— Begin —

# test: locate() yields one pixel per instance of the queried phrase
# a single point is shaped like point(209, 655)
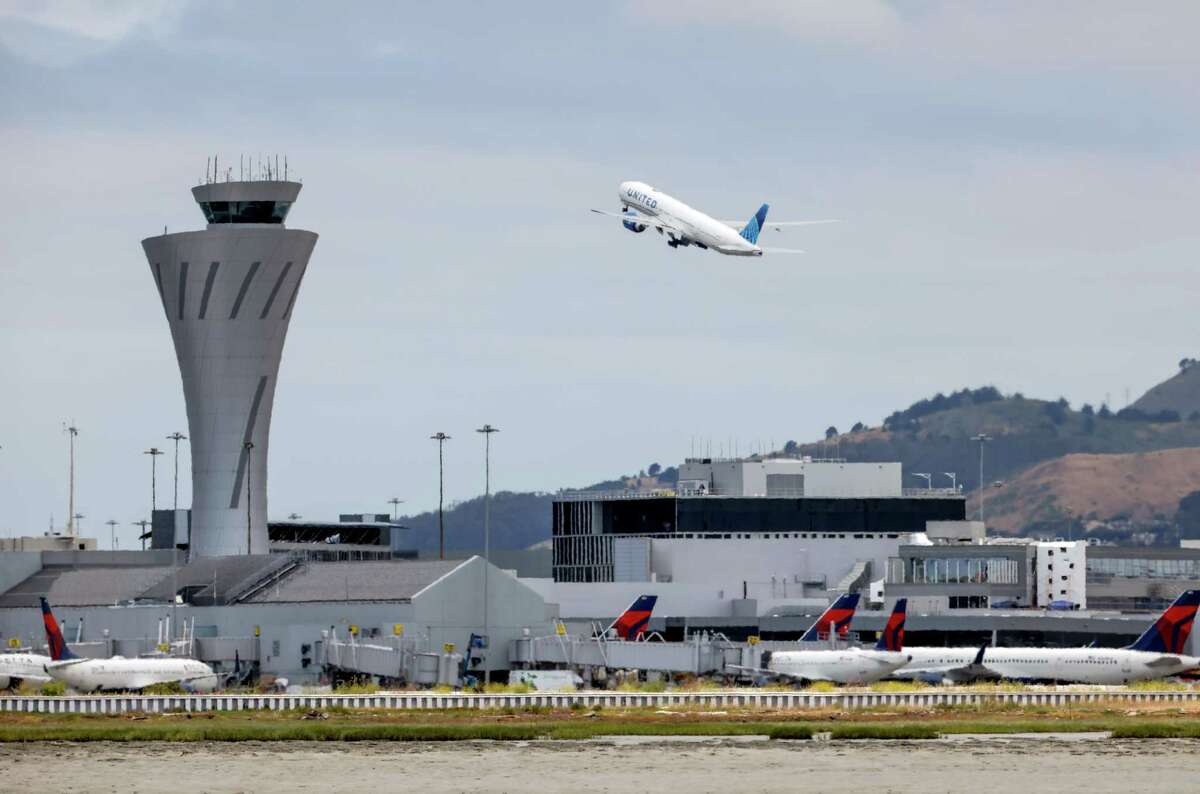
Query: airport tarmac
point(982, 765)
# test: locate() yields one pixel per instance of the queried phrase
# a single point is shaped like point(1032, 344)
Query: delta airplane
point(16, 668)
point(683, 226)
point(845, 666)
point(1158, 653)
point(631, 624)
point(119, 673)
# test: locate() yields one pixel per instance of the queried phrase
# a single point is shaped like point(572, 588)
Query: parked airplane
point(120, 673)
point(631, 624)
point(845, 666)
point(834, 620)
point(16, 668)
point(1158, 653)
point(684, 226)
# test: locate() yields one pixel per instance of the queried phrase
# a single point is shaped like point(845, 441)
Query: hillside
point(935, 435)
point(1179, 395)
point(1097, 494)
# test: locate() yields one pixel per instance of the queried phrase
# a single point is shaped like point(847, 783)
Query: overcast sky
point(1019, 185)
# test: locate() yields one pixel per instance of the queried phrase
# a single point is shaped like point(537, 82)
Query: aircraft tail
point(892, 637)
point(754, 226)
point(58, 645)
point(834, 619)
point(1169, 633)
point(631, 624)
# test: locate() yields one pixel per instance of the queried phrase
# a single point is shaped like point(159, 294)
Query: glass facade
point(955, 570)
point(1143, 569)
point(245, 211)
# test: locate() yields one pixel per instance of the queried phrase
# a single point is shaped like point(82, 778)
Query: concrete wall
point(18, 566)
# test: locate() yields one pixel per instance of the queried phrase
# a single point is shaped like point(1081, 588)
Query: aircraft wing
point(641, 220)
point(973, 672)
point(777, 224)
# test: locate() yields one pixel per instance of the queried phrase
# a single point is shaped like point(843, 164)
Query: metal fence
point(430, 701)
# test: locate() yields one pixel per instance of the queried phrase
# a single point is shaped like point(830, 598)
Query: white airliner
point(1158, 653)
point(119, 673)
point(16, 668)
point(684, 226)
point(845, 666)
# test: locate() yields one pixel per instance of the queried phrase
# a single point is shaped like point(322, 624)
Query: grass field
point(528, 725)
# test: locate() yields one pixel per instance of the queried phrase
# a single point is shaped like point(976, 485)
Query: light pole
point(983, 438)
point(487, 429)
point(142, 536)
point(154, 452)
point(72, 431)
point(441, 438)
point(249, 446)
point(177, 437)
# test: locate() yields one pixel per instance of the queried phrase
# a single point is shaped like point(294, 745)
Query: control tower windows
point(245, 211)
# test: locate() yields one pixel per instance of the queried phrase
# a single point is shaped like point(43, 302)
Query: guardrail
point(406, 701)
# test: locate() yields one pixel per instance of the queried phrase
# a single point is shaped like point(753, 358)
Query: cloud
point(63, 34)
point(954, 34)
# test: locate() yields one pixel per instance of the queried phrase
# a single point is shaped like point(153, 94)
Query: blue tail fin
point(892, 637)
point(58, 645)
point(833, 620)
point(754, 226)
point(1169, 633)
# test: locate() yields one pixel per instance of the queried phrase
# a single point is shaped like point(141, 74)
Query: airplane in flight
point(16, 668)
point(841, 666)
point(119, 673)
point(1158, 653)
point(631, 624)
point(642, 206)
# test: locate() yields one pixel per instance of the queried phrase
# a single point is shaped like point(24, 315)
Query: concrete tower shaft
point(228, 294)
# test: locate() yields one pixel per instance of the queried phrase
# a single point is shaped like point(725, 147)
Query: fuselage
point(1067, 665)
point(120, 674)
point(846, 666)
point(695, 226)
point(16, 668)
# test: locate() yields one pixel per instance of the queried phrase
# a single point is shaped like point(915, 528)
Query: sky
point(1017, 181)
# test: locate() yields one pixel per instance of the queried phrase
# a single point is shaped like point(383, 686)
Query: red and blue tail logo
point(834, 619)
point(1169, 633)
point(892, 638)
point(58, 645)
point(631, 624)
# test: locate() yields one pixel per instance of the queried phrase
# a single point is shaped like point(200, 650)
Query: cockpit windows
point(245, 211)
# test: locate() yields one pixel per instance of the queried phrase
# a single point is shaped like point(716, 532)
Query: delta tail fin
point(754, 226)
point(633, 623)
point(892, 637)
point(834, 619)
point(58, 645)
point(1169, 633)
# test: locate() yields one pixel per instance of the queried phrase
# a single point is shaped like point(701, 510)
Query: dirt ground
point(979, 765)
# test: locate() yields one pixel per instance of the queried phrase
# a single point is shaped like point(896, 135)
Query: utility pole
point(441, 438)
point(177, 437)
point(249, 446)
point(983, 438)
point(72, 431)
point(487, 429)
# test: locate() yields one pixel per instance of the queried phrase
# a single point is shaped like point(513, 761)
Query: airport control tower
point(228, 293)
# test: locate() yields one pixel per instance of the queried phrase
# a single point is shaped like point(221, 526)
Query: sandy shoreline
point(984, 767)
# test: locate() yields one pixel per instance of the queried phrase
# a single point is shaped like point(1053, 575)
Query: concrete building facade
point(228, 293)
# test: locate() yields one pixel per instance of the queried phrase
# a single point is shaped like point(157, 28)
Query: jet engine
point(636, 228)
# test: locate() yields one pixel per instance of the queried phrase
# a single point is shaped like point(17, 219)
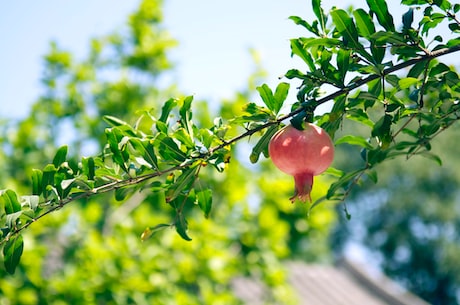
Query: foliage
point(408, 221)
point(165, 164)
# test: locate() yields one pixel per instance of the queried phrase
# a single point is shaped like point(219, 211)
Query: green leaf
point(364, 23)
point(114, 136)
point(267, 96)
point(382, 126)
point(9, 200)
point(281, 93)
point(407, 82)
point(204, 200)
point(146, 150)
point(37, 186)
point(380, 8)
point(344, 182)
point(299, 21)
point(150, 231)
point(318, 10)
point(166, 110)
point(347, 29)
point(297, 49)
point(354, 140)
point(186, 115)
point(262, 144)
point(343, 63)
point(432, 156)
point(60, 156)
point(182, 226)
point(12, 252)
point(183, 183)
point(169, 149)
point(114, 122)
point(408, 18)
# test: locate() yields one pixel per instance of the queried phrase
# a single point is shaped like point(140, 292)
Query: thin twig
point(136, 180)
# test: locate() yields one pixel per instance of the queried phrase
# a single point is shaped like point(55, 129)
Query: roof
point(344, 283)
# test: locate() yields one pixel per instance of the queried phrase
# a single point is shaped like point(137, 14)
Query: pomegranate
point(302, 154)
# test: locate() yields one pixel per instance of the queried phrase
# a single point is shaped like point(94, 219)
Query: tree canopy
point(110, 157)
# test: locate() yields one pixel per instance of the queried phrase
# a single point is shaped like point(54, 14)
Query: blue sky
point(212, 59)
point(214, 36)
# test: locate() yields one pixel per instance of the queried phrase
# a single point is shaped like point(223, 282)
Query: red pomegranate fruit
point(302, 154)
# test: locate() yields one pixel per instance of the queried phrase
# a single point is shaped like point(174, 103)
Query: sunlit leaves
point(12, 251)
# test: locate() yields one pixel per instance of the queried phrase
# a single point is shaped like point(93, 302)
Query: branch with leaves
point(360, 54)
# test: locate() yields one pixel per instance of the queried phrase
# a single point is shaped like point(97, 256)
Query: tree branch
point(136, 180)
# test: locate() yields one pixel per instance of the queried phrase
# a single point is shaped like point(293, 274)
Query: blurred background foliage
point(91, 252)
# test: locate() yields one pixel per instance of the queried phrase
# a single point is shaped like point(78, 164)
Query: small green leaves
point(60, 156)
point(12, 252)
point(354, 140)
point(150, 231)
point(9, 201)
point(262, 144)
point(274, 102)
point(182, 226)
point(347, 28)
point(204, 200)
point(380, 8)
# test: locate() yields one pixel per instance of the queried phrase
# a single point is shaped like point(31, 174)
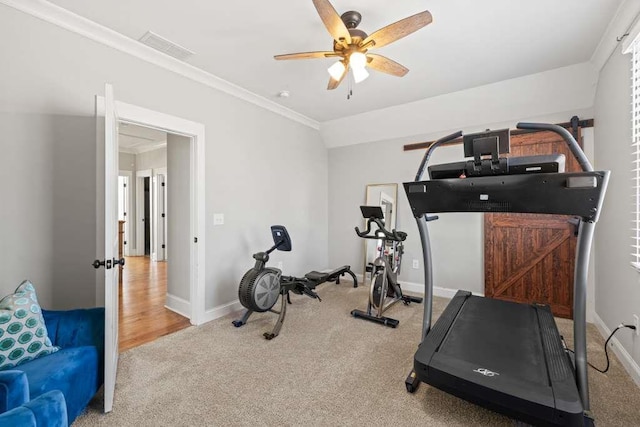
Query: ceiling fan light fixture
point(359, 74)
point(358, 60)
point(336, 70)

— End —
— Begin —

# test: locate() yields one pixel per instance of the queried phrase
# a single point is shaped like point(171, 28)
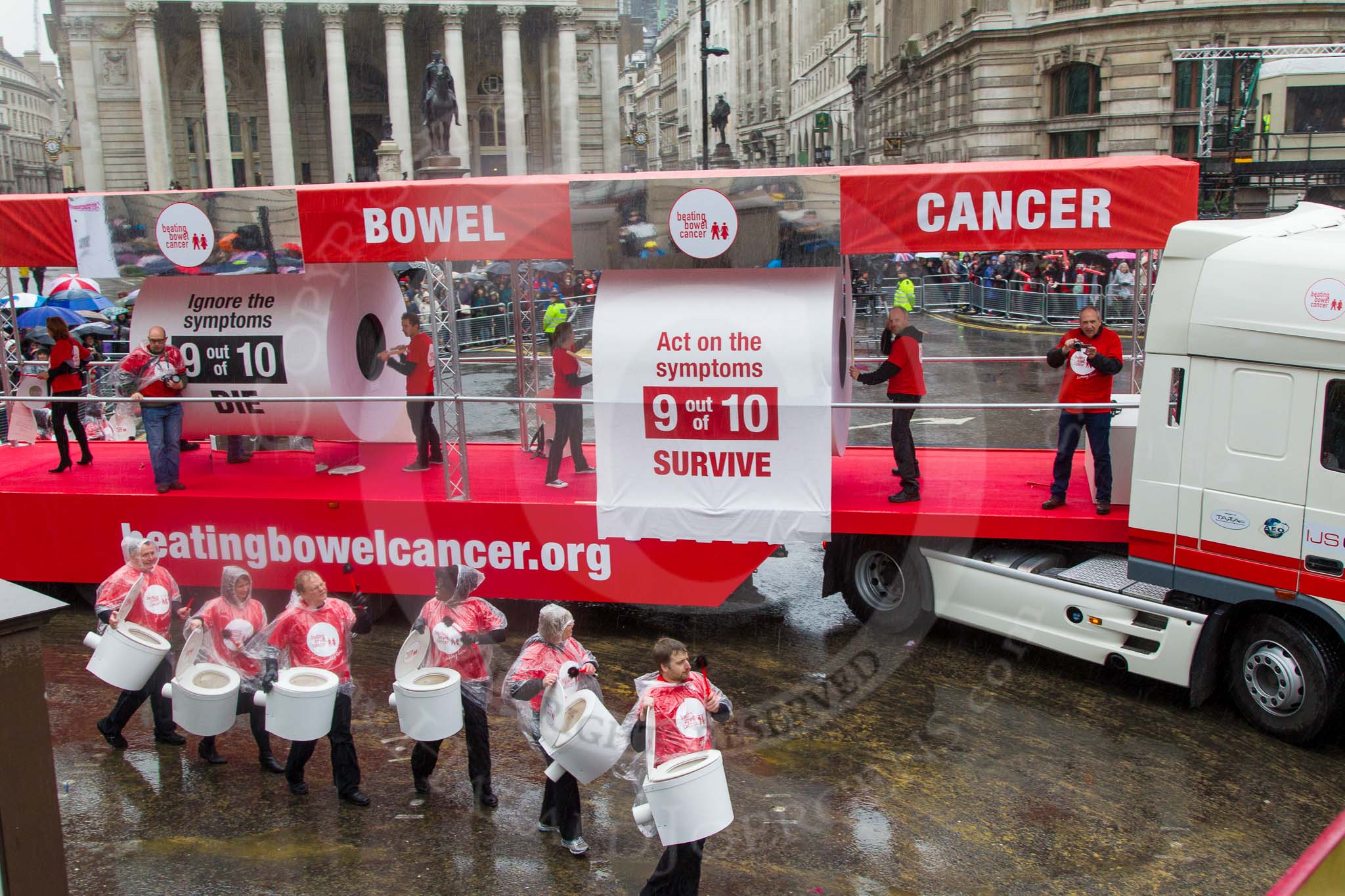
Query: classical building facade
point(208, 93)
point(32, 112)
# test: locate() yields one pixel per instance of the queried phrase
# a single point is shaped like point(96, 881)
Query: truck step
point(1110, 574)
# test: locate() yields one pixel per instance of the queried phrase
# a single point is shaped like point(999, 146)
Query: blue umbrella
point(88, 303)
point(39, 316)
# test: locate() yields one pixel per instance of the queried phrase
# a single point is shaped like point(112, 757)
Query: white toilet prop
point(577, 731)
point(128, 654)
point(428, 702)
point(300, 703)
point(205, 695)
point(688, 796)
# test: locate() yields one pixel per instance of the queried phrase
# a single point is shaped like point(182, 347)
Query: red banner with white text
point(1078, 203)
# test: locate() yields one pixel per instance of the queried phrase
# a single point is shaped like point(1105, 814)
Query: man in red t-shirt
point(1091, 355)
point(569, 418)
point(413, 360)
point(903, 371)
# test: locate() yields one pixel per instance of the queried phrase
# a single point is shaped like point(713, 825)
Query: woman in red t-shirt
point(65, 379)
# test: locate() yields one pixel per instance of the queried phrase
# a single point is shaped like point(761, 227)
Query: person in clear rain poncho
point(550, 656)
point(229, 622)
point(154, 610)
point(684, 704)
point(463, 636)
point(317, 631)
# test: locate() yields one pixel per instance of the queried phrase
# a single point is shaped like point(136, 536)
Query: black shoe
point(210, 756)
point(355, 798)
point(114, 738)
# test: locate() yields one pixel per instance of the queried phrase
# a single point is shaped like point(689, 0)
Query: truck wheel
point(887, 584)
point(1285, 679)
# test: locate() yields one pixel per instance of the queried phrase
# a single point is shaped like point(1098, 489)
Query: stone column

— End —
— Begin —

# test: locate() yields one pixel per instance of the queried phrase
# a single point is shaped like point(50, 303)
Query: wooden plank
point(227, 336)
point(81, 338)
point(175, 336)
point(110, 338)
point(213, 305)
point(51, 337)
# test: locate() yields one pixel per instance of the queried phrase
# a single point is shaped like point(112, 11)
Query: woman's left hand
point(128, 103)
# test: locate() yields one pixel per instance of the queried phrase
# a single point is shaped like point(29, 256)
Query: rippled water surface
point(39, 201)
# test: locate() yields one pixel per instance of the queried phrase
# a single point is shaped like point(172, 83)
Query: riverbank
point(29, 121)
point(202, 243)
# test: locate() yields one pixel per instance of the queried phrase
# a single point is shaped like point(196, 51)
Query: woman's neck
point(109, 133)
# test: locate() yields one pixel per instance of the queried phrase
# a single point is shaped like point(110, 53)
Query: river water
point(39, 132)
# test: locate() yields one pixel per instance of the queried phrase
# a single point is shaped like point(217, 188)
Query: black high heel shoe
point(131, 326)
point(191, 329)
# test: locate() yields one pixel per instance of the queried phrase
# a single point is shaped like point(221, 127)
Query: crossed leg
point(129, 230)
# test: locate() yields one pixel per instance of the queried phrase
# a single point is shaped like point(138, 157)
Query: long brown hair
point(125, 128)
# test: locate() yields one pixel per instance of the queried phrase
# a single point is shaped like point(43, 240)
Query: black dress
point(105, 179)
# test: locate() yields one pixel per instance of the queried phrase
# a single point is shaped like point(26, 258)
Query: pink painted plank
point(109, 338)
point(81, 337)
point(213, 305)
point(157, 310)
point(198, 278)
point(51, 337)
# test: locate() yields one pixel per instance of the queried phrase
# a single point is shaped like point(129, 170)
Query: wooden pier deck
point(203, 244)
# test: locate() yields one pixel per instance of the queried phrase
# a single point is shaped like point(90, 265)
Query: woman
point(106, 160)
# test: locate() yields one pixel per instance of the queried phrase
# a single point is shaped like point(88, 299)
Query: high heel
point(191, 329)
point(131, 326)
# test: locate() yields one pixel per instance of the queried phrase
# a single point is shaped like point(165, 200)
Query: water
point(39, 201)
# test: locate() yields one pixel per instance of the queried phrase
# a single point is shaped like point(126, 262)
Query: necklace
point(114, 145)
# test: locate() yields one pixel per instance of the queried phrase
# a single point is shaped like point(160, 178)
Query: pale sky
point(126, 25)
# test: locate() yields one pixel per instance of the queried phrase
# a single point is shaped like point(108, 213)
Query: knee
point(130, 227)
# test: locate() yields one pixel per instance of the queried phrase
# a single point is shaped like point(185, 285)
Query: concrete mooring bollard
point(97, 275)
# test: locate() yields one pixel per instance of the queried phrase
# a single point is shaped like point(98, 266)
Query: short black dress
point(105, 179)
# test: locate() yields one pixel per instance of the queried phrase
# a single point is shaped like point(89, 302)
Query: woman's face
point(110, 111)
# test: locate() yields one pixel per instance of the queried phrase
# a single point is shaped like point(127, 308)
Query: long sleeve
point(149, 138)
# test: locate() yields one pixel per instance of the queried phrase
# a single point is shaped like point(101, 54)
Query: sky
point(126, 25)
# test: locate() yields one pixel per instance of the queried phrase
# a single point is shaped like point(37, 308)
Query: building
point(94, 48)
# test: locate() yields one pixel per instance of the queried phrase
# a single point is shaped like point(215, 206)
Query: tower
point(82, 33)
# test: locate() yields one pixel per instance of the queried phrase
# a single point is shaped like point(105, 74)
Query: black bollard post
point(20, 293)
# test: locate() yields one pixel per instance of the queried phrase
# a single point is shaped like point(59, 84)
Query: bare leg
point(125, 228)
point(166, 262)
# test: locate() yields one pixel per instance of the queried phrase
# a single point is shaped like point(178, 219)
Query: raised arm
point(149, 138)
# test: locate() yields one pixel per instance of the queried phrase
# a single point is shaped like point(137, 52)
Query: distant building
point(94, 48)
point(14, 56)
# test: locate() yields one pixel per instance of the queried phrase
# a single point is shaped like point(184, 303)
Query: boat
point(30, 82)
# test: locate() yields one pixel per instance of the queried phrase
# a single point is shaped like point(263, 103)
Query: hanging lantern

— End —

### YOUR INSTRUCTIONS
Find every line in the records that contains the word "pomegranate" and copy each one. Case counts.

### WRITTEN RESPONSE
Query: pomegranate
Query: red pomegranate fruit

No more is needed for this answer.